* To do *
Pick out each line below that contains the word "person" and copy it unchanged.

# # # #

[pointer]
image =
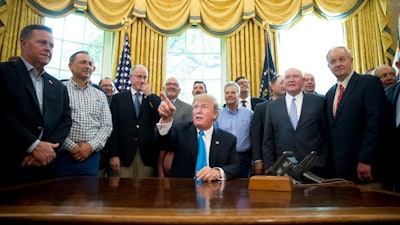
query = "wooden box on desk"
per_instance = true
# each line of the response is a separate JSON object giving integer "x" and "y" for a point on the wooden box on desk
{"x": 271, "y": 183}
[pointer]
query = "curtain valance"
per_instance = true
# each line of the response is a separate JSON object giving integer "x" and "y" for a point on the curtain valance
{"x": 219, "y": 18}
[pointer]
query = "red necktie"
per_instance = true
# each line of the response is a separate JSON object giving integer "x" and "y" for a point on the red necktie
{"x": 341, "y": 89}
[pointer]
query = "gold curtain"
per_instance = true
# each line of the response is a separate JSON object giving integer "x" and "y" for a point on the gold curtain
{"x": 369, "y": 36}
{"x": 147, "y": 48}
{"x": 9, "y": 35}
{"x": 240, "y": 21}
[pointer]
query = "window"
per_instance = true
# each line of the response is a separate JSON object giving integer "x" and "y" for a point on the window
{"x": 305, "y": 45}
{"x": 192, "y": 56}
{"x": 74, "y": 33}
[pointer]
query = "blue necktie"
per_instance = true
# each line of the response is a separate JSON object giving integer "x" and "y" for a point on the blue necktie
{"x": 137, "y": 103}
{"x": 293, "y": 113}
{"x": 201, "y": 154}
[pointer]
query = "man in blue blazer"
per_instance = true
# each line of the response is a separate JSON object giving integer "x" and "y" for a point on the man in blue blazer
{"x": 35, "y": 113}
{"x": 223, "y": 161}
{"x": 356, "y": 119}
{"x": 307, "y": 134}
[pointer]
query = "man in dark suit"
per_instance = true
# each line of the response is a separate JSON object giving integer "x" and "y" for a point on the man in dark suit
{"x": 307, "y": 133}
{"x": 356, "y": 112}
{"x": 220, "y": 146}
{"x": 245, "y": 99}
{"x": 34, "y": 110}
{"x": 132, "y": 151}
{"x": 257, "y": 125}
{"x": 392, "y": 179}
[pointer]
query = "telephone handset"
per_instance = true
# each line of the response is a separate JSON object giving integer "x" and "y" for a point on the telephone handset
{"x": 287, "y": 165}
{"x": 304, "y": 166}
{"x": 283, "y": 164}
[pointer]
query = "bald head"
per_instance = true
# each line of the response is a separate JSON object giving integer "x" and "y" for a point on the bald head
{"x": 387, "y": 74}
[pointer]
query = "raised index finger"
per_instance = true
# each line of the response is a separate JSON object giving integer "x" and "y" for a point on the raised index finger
{"x": 166, "y": 100}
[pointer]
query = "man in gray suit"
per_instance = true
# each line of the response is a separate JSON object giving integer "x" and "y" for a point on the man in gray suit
{"x": 183, "y": 112}
{"x": 307, "y": 131}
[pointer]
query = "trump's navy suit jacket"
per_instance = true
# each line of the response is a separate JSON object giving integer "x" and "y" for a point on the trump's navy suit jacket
{"x": 355, "y": 132}
{"x": 21, "y": 117}
{"x": 182, "y": 139}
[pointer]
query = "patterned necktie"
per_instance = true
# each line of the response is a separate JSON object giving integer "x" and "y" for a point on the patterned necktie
{"x": 244, "y": 103}
{"x": 137, "y": 103}
{"x": 201, "y": 154}
{"x": 293, "y": 113}
{"x": 341, "y": 89}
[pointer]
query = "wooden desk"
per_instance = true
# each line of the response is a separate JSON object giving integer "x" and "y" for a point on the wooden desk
{"x": 86, "y": 200}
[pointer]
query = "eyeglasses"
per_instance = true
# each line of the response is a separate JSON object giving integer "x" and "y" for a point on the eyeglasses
{"x": 242, "y": 82}
{"x": 140, "y": 77}
{"x": 172, "y": 84}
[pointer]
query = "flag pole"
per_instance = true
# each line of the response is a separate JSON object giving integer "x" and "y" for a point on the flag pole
{"x": 268, "y": 71}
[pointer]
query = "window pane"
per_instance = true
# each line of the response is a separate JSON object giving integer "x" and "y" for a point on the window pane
{"x": 193, "y": 56}
{"x": 75, "y": 33}
{"x": 305, "y": 46}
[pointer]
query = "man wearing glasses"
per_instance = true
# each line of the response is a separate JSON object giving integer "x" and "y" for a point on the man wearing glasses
{"x": 132, "y": 152}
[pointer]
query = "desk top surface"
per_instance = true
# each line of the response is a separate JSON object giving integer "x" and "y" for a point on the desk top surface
{"x": 182, "y": 201}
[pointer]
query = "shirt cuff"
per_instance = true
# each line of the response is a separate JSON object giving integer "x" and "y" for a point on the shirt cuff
{"x": 163, "y": 128}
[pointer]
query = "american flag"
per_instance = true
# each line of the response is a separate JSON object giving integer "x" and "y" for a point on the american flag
{"x": 122, "y": 78}
{"x": 268, "y": 70}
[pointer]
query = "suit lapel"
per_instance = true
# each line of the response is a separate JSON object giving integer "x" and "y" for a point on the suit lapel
{"x": 127, "y": 97}
{"x": 304, "y": 110}
{"x": 214, "y": 147}
{"x": 23, "y": 74}
{"x": 347, "y": 92}
{"x": 192, "y": 138}
{"x": 47, "y": 86}
{"x": 283, "y": 108}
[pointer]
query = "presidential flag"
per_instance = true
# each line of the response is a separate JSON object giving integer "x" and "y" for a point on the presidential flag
{"x": 268, "y": 70}
{"x": 122, "y": 78}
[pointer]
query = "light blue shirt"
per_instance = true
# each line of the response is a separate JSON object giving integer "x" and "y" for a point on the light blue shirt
{"x": 237, "y": 123}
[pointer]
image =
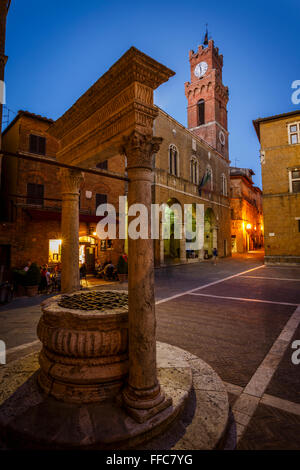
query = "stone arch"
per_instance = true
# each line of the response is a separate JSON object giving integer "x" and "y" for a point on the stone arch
{"x": 172, "y": 244}
{"x": 210, "y": 232}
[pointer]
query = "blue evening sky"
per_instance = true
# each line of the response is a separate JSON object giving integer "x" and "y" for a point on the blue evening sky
{"x": 58, "y": 49}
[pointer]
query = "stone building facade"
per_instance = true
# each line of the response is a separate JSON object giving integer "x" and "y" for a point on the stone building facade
{"x": 31, "y": 199}
{"x": 180, "y": 184}
{"x": 246, "y": 211}
{"x": 279, "y": 138}
{"x": 191, "y": 167}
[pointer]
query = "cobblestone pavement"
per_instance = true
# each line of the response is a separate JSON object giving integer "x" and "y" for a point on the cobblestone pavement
{"x": 239, "y": 316}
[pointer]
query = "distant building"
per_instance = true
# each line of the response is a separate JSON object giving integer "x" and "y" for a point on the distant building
{"x": 246, "y": 211}
{"x": 191, "y": 167}
{"x": 31, "y": 200}
{"x": 279, "y": 137}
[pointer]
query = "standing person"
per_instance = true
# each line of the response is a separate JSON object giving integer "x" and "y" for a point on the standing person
{"x": 215, "y": 256}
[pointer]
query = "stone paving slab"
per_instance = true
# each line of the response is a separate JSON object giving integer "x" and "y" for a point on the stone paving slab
{"x": 202, "y": 425}
{"x": 285, "y": 272}
{"x": 233, "y": 337}
{"x": 285, "y": 383}
{"x": 271, "y": 429}
{"x": 261, "y": 289}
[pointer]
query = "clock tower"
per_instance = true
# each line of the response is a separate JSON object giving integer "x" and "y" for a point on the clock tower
{"x": 208, "y": 98}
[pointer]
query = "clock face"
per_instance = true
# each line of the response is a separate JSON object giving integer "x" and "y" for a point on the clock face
{"x": 200, "y": 69}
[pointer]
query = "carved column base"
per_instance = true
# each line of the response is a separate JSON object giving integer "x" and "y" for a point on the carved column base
{"x": 142, "y": 405}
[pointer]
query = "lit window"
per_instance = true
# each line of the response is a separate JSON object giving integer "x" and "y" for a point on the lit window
{"x": 223, "y": 185}
{"x": 173, "y": 160}
{"x": 201, "y": 112}
{"x": 54, "y": 251}
{"x": 209, "y": 178}
{"x": 295, "y": 181}
{"x": 294, "y": 133}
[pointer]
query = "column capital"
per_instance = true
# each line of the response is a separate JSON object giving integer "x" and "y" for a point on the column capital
{"x": 70, "y": 180}
{"x": 139, "y": 149}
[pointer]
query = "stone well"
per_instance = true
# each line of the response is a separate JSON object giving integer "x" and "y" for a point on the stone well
{"x": 84, "y": 358}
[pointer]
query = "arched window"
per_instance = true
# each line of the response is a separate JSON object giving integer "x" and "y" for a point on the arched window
{"x": 210, "y": 177}
{"x": 201, "y": 112}
{"x": 173, "y": 160}
{"x": 223, "y": 185}
{"x": 194, "y": 170}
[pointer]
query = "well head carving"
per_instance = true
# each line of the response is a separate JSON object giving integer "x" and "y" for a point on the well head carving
{"x": 85, "y": 345}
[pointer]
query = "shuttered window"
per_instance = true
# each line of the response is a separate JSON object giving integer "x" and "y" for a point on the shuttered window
{"x": 37, "y": 144}
{"x": 102, "y": 165}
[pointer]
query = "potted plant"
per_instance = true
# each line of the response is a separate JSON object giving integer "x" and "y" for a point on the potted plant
{"x": 122, "y": 268}
{"x": 32, "y": 280}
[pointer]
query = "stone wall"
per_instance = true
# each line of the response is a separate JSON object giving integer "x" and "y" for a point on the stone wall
{"x": 281, "y": 207}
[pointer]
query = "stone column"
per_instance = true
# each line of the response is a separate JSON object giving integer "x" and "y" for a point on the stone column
{"x": 142, "y": 395}
{"x": 70, "y": 183}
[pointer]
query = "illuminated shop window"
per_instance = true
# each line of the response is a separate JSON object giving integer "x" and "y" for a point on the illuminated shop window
{"x": 55, "y": 251}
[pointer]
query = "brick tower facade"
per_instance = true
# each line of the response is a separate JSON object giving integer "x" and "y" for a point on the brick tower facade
{"x": 208, "y": 97}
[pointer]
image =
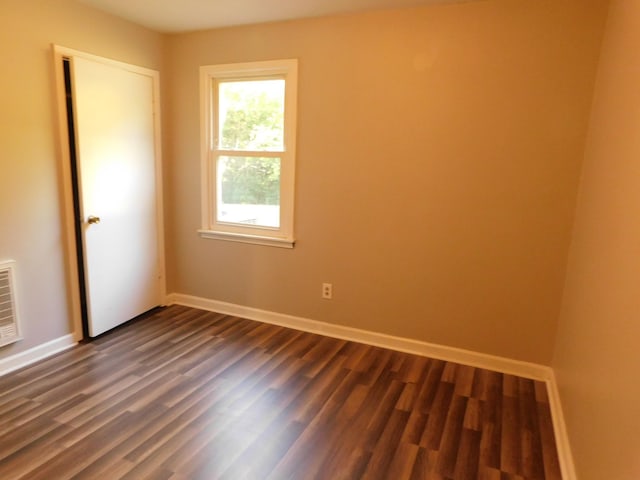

# # # #

* Solution to this task *
query = "standing person"
# each line of the response is a separate JSON object giving integer "x" and "y" for a point on the standing person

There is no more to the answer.